Data entries:
_ _ _

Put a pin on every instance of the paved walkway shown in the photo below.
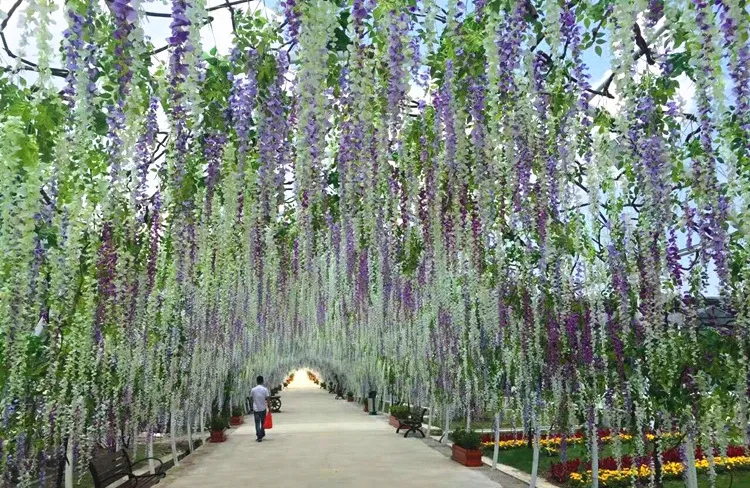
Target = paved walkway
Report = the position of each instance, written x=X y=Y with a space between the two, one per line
x=319 y=442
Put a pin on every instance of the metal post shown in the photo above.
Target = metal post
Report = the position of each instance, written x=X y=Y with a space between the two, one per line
x=496 y=449
x=446 y=424
x=69 y=464
x=172 y=433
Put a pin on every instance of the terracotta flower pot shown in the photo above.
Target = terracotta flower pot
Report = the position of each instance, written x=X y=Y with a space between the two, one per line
x=218 y=436
x=471 y=458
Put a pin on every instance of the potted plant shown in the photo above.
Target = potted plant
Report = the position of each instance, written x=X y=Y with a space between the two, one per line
x=218 y=426
x=238 y=416
x=398 y=412
x=466 y=448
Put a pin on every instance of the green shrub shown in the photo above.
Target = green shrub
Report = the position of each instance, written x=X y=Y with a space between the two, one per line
x=219 y=423
x=467 y=439
x=400 y=411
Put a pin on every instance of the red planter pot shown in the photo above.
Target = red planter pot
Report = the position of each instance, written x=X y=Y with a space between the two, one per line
x=470 y=458
x=218 y=436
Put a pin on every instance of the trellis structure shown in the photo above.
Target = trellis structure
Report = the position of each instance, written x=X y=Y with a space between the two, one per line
x=425 y=196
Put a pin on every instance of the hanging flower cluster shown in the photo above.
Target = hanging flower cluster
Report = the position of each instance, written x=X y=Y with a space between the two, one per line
x=438 y=203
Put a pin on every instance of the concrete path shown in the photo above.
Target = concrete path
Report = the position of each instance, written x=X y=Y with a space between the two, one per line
x=319 y=442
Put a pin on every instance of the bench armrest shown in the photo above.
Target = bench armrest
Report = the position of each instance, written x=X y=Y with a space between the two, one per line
x=158 y=470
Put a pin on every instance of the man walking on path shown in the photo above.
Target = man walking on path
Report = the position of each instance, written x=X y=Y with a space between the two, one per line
x=260 y=395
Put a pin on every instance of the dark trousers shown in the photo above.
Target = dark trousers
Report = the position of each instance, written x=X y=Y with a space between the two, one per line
x=260 y=419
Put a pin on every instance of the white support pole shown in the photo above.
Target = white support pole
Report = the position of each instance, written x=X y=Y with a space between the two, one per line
x=200 y=423
x=172 y=434
x=189 y=423
x=594 y=460
x=535 y=458
x=496 y=449
x=151 y=465
x=429 y=419
x=446 y=423
x=691 y=476
x=69 y=464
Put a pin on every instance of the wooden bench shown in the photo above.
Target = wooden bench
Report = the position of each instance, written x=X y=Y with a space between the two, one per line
x=413 y=423
x=111 y=468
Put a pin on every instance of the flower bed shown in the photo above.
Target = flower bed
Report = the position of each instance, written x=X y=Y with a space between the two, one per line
x=576 y=473
x=518 y=440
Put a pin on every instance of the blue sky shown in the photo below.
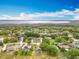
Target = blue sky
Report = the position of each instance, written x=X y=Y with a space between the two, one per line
x=14 y=9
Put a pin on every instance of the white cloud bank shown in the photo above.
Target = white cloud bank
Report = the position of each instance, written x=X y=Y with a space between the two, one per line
x=59 y=15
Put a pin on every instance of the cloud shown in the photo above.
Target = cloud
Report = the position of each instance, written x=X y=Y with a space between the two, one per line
x=58 y=15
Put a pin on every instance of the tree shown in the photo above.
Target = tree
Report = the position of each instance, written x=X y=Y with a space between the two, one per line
x=44 y=46
x=52 y=50
x=72 y=53
x=22 y=52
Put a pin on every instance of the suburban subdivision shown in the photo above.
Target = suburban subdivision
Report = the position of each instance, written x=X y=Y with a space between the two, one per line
x=44 y=41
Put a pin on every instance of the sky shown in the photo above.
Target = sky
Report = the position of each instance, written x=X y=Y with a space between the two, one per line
x=39 y=9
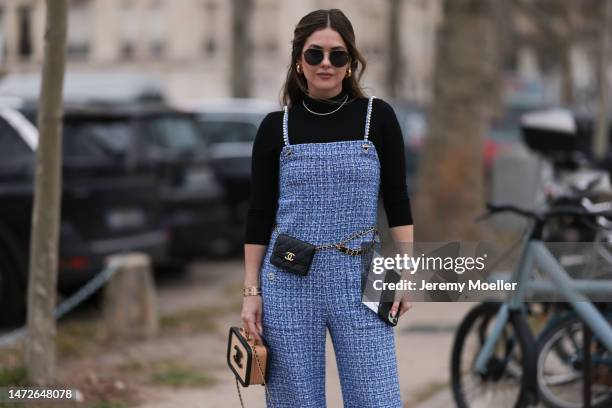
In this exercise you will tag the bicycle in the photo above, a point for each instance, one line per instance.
(505, 353)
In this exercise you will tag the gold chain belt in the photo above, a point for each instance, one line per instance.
(340, 246)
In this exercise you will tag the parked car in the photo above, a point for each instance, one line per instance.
(108, 206)
(167, 143)
(503, 135)
(229, 127)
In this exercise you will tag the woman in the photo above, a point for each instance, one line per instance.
(317, 169)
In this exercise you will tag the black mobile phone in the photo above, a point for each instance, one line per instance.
(387, 297)
(384, 312)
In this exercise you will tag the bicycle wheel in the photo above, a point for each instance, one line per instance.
(506, 383)
(559, 366)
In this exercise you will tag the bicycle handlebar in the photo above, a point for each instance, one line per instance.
(557, 211)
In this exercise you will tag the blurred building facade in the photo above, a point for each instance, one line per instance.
(187, 43)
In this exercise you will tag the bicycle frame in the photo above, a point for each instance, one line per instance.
(535, 252)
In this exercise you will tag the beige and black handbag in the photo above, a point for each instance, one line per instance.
(247, 360)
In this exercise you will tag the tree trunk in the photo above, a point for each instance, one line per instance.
(241, 48)
(450, 184)
(40, 346)
(565, 50)
(395, 62)
(601, 138)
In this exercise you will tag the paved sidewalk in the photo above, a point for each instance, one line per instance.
(424, 337)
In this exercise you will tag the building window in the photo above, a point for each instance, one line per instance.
(265, 29)
(79, 25)
(129, 30)
(209, 42)
(2, 38)
(25, 32)
(157, 29)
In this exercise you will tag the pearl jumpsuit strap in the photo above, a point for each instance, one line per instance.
(367, 125)
(285, 129)
(368, 116)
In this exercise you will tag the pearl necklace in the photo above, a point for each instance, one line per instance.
(328, 113)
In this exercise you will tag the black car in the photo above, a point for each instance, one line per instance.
(229, 127)
(108, 206)
(166, 144)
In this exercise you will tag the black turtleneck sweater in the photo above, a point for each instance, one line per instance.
(348, 123)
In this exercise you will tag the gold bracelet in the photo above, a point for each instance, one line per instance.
(251, 291)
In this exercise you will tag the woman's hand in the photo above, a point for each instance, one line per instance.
(251, 316)
(402, 305)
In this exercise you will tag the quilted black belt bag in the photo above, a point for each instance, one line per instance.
(295, 256)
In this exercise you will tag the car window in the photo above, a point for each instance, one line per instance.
(174, 133)
(96, 138)
(225, 131)
(11, 144)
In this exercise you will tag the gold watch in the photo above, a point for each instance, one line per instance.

_ _ _

§ **AIM OF THE TASK**
Convert the rows above into a JSON list of strings with one string for each line, omitting blank lines. Leave the pictures out of the list.

§ **ANSWER TO THE PROBLEM**
[
  "Put a pin on every instance of the paved walkway shown in the photo below.",
  "Target = paved walkway",
  "Report = the position of each instance, written x=X y=Y with a space between the two, one per line",
  "x=319 y=442",
  "Put a pin on every instance of the metal post shown in the photo above.",
  "Target = metal post",
  "Report = the position of each instance, written x=X y=Y with a space between the two, one per line",
  "x=496 y=449",
  "x=446 y=424",
  "x=69 y=464",
  "x=172 y=433",
  "Put a pin on every instance of the terracotta flower pot shown in the photo above.",
  "Target = terracotta flower pot",
  "Report = the position of each instance, written x=X y=Y with a space between the two, one per line",
  "x=218 y=436",
  "x=471 y=458",
  "Put a pin on every instance of the potted plant shown in the photo above.",
  "Target = potted plant",
  "Report = the position of each instance, written x=X y=Y with a space between the two, one per line",
  "x=218 y=426",
  "x=238 y=416",
  "x=398 y=412",
  "x=466 y=448",
  "Put a pin on every instance of the green shrub shown in the photo above.",
  "Target = green shrub",
  "Report = the position of each instance, written x=X y=Y with a space between the two, one per line",
  "x=219 y=423",
  "x=467 y=439",
  "x=400 y=411",
  "Put a pin on every instance of the red planter pot shown in the photo above.",
  "Target = red planter pot",
  "Report = the position of each instance, written x=X y=Y with a space between the two, one per line",
  "x=470 y=458",
  "x=218 y=436",
  "Put a pin on every instance of the trellis structure shown in the photo above.",
  "Target = trellis structure",
  "Report = the position of each instance, written x=X y=Y with a space between the two, one per line",
  "x=425 y=196",
  "Put a pin on every instance of the hanging flower cluster shown in the photo above.",
  "Target = hanging flower cluster",
  "Report = the position of each instance, written x=X y=Y with a space between the two, one per line",
  "x=438 y=203",
  "Put a pin on every instance of the concrete path shown in the photo above.",
  "Target = concrete path",
  "Report = the position of each instance, written x=X y=Y with a space between the two, one per line",
  "x=319 y=442",
  "Put a pin on every instance of the bench armrest shown in the photo above.",
  "Target = bench armrest",
  "Report = the position of each instance, written x=X y=Y with a space between the two, one per line",
  "x=158 y=470",
  "Put a pin on every instance of the man walking on path shown in the photo above.",
  "Target = man walking on path",
  "Report = the position of each instance, written x=X y=Y with a space between the two, one per line",
  "x=260 y=395",
  "Put a pin on every instance of the dark trousers shown in the photo above.",
  "Target = dark trousers",
  "Report = the position of each instance, written x=X y=Y with a space between the two, one per line",
  "x=260 y=419",
  "Put a pin on every instance of the white support pole shown in the photo above.",
  "Target = white support pole",
  "Report = the position of each instance, written x=X y=Y with a space between the two, one per line",
  "x=200 y=423",
  "x=172 y=434",
  "x=189 y=423",
  "x=594 y=460",
  "x=535 y=458",
  "x=496 y=449",
  "x=151 y=465",
  "x=429 y=419",
  "x=446 y=423",
  "x=691 y=476",
  "x=69 y=464",
  "Put a pin on every instance of the wooden bench shown in the photo above.",
  "Target = wooden bench",
  "Report = the position of each instance, written x=X y=Y with a space between the two, one per line",
  "x=413 y=423",
  "x=111 y=468",
  "Put a pin on every instance of the flower bed shown in the photo above.",
  "Target = flower bed",
  "Report = the position of each instance, written x=X y=Y with a space between the two, one per line",
  "x=576 y=473",
  "x=518 y=440",
  "Put a pin on every instance of the blue sky shown in the photo below.",
  "Target = blue sky",
  "Report = the position of each instance, written x=X y=Y with a space between the two, one per line",
  "x=14 y=9",
  "Put a pin on every instance of the white cloud bank shown in the photo above.",
  "Target = white cloud bank",
  "Report = the position of each instance, written x=X y=Y with a space between the two, one per line",
  "x=59 y=15",
  "Put a pin on every instance of the cloud shown in the photo above.",
  "Target = cloud",
  "Report = the position of each instance, written x=X y=Y with a space between the two, one per line",
  "x=58 y=15",
  "Put a pin on every instance of the tree shown in the photo above.",
  "Target = tree",
  "Report = the position of each instance, written x=X y=Y with a space between the two, one per line",
  "x=44 y=46",
  "x=52 y=50",
  "x=72 y=53",
  "x=22 y=52",
  "Put a pin on every instance of the suburban subdivision shown in the photo above.",
  "Target = suburban subdivision",
  "Report = the position of each instance, written x=X y=Y with a space between the two, one per line",
  "x=44 y=41",
  "Put a pin on every instance of the sky shown in the photo above.",
  "Target = sky",
  "Report = the position of each instance, written x=X y=Y with a space between the two, one per line",
  "x=39 y=9",
  "In this exercise you will tag the bicycle in the photo above, a point for each instance, one line per instance.",
  "(505, 353)",
  "In this exercise you will tag the gold chain belt in the photo above, a point for each instance, one line per instance.",
  "(340, 246)",
  "In this exercise you will tag the parked car in the photo above, a point for each instance, one line per instance.",
  "(108, 206)",
  "(167, 143)",
  "(503, 135)",
  "(229, 127)",
  "In this exercise you will tag the woman in the photo above, a point for each instance, one line per instance.",
  "(317, 169)",
  "In this exercise you will tag the black mobile phone in the photo above, a point for each instance, one line per instance.",
  "(387, 297)",
  "(384, 312)",
  "In this exercise you will tag the bicycle wheel in the photo above, a point for each instance, one line per instance.",
  "(506, 383)",
  "(559, 366)",
  "In this exercise you will tag the bicycle handlebar in the photo above, a point for each instance, one line per instance.",
  "(557, 211)",
  "In this exercise you will tag the blurred building facade in the photo above, a point for each instance, one line per instance.",
  "(187, 43)",
  "In this exercise you will tag the bicycle frame in the photo above, a point for each instance, one line per instance.",
  "(535, 252)",
  "In this exercise you will tag the beige and black handbag in the photo above, a point for each instance, one line per instance.",
  "(247, 360)",
  "In this exercise you will tag the tree trunk in the photo above, a point for each instance, one line per instance.",
  "(241, 48)",
  "(450, 184)",
  "(40, 346)",
  "(565, 50)",
  "(395, 62)",
  "(601, 138)",
  "In this exercise you will tag the paved sidewalk in the photo above, a point for each instance, one line per instance.",
  "(424, 337)",
  "In this exercise you will tag the building window in the photo above, a point for each instance, one line per instance.",
  "(265, 29)",
  "(79, 25)",
  "(129, 30)",
  "(209, 42)",
  "(2, 38)",
  "(25, 32)",
  "(157, 29)",
  "In this exercise you will tag the pearl jumpsuit strap in the photo above, a point for each instance, one line per instance.",
  "(367, 125)",
  "(285, 129)",
  "(368, 116)",
  "In this exercise you will tag the pearl necklace in the photo above, a point for each instance, one line per instance.",
  "(328, 113)",
  "In this exercise you will tag the black car in the photo above, a point for each instance, one line per instance.",
  "(229, 127)",
  "(108, 206)",
  "(166, 144)",
  "In this exercise you will tag the black turtleneck sweater in the photo above, a point for each instance, one line per instance.",
  "(348, 123)",
  "In this exercise you will tag the gold bracelet in the photo above, a point for each instance, one line per instance.",
  "(251, 291)",
  "In this exercise you will tag the woman's hand in the photo above, a point for each instance, one line per instance.",
  "(251, 316)",
  "(402, 305)",
  "In this exercise you will tag the quilted black belt bag in the photo above, a point for each instance, one line per instance.",
  "(295, 256)",
  "In this exercise you will tag the car window in the photo above, a point for each instance, one line per instance.",
  "(174, 133)",
  "(96, 138)",
  "(225, 131)",
  "(11, 144)",
  "In this exercise you will tag the gold watch in the photo above, a point for each instance, one line per instance."
]